----- Document segment -----

Each study in the discovery sample was genotyped using commercially available platforms. Before imputation, genetic homogeneity was assessed in each sample using multi-dimensional scaling (MDS) analysis (Extended Data Fig. 2). Ancestry outliers were excluded through visual inspection of the first two components. Quality control filtering was applied to remove genotyped SNPs with low minor allele frequency (< 0.01), poor genotype call rate (< 95%), and deviations from Hardy–Weinberg equilibrium (P < 1 × 10−6) before imputation. The imputation protocols used MaCH34 for haplotype phasing and minimac35 for imputation and are freely available online (http://enigma.ini.usc.edu/protocols/genetics-protocols/). Full details of quality control procedures and any deviations from the imputation protocol are given in Supplementary Table 3.
Genome-wide association scans were conducted at each site for all eight traits of interest including the ICV and bilateral volumes of the nucleus accumbens, amyg-dala, caudate nucleus, hippocampus, pallidum, putamen and thalamus. For each SNP in the genome, the additive dosage value was regressed against the trait of interest separately using a multiple linear regression framework controlling for age, age2, sex, 4 MDS components, ICV (for non-ICV phenotypes) and diagnosis (when applicable). For studies with data collected from several centres or scanners, dummy-coded covariates were also included in the model. Sites with family data (NTR-Adults, BrainSCALE, QTIM, SYS, GOBS, ASPSFam, ERF, GeneSTAR, NeuroIMAGE and OATS) used mixed-effects models to control for familial relationships in addition to covariates stated previously. The primary analyses for this paper focused on the full set of subjects including data sets with patients to maximize the power to detect effects. We re-analysed the data excluding patients to verify that detected effects were not due to disease alone (Extended Data Fig. 5a). The protocols used for testing association with mach2qtl (ref. 34) for studies with unrelated subjects and merlin-offline36 for family-based designs are freely available online (http://enigma.ini.usc.edu/protocols/genetics-protocols/). Full details for the software used at each site are given in Supplementary Table 3.

----- Records supplied -----

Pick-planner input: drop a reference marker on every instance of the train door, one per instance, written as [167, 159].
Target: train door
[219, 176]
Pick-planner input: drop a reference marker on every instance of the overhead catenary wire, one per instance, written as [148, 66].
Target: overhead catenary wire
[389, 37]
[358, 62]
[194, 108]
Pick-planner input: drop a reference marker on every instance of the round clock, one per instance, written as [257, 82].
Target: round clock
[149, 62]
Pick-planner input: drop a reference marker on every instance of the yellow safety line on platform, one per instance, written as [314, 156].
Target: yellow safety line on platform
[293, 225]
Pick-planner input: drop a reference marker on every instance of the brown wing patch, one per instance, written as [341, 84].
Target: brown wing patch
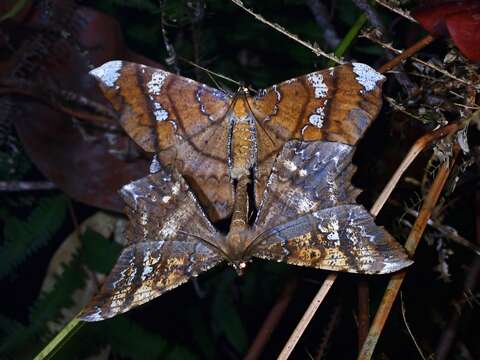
[342, 238]
[309, 217]
[336, 104]
[178, 118]
[169, 241]
[146, 270]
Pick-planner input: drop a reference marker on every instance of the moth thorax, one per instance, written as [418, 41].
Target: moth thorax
[243, 147]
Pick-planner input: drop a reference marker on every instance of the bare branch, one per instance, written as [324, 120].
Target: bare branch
[314, 48]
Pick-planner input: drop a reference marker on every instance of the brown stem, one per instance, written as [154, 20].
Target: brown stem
[64, 101]
[322, 18]
[405, 54]
[329, 329]
[412, 154]
[307, 317]
[363, 293]
[271, 321]
[419, 145]
[411, 244]
[472, 280]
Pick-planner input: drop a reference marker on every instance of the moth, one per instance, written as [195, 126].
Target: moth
[307, 217]
[214, 137]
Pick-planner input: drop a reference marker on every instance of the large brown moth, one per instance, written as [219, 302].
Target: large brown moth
[214, 137]
[308, 216]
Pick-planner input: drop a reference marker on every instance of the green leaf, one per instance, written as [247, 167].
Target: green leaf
[48, 306]
[23, 238]
[100, 254]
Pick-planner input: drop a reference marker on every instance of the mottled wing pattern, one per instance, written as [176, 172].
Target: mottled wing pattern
[169, 241]
[178, 118]
[307, 176]
[309, 217]
[341, 238]
[336, 104]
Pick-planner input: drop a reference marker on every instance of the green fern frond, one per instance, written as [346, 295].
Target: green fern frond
[48, 305]
[130, 340]
[23, 237]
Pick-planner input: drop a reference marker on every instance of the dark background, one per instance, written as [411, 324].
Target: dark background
[218, 317]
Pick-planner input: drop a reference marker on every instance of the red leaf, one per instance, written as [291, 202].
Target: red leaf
[459, 19]
[465, 32]
[84, 162]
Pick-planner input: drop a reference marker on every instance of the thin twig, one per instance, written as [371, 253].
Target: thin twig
[63, 100]
[368, 36]
[407, 53]
[449, 233]
[271, 321]
[412, 154]
[26, 185]
[471, 281]
[307, 317]
[315, 49]
[224, 77]
[363, 295]
[371, 14]
[404, 315]
[328, 332]
[401, 12]
[419, 145]
[320, 13]
[411, 244]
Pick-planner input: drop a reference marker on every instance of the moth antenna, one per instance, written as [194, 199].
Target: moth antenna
[217, 84]
[259, 123]
[210, 71]
[213, 123]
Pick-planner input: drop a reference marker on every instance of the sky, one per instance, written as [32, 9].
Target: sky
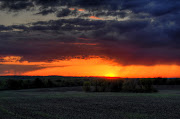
[113, 38]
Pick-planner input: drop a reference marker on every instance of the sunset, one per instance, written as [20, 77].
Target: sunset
[124, 39]
[89, 59]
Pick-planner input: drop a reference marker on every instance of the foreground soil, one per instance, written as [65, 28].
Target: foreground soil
[71, 103]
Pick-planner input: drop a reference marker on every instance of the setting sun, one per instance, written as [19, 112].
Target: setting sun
[110, 75]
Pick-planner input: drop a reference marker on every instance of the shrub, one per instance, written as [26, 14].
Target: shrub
[87, 86]
[13, 84]
[38, 83]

-----

Prompt A
In the genotyping methods text, what minor allele frequency threshold was used to remove genotyped SNPs before imputation?
Prompt B
Continue the genotyping methods text, starting after its final sentence.

Exercise response A
SNPs with a minor allele frequency below 0.01 were removed.

Exercise response B
The GWAS results from each site were uploaded to a centralized server for quality checking and processing. Results files from each cohort were free from genomic inflation in quantile–quantile plots and Manhattan plots (http://enigma.ini.usc.edu/publications/enigma-2/). Poorly imputed SNPs (with R2 < 0.5) and low minor allele count (< 10) were removed from the GWAS result files from each site. The resulting files were combined meta-analytically using a fixed-effect, inverse-variance-weighted model as implemented in the software package METAL37. The discovery cohorts were meta-analysed first, controlling for genomic inflation. The combined discovery data set (comprised of all meta-analysed SNPs with data from at least 5,000 subjects) was carried forward for the additional analyses detailed below.
To account appropriately for multiple comparisons over the eight traits in our analysis, we first examined the degree of independence between each trait. We generated an 8 × 8 correlation matrix based on the Pearson’s correlation between all pair-wise combinations of the mean volumes of each structure in the QTIM study. Using the matSpD software38 we found that the effective number of independent traits in our analysis was 7. We therefore set a significance criteria threshold of P < (5 × 10−8/7) = 7.1 × 10−9.
Heritability estimates for mean volumes of each of the eight structures in this study were calculated using structural equation modelling in OpenMx39. Twin modelling was performed controlling for age and sex differences on a large sample (n = 1,030) of healthy adolescent and young adult twins (148 monozygotic and 202 dizygotic pairs) and their siblings from the Queensland Twin Imaging (QTIM) study. Subsequently, a multivariate analysis showed that common environmental factors (C) could be dropped from the model without a significant reduction in the goodness-of-fit (Δχ236 = 29.81; P = 0.76). Heritability (h2) was significantly different from zero for all eight brain measures: putamen (h2 = 0.89; 95% confidence interval 0.85–0.92), thalamus (h2 = 0.88; 0.85–0.92), ICV (h2 = 0.88; 0.84–0.90), hippocampus (h2 = 0.79; 0.74–0.83), caudate nucleus (h2 = 0.78; 0.75–0.82), pallidum (h2 = 0.75; 0.72–0.78), nucleus accumbens (h2 = 0.49; 0.45–0.55), amygdala (h2 = 0.43; 0.39, 0.48) (Extended Data Fig. 11a).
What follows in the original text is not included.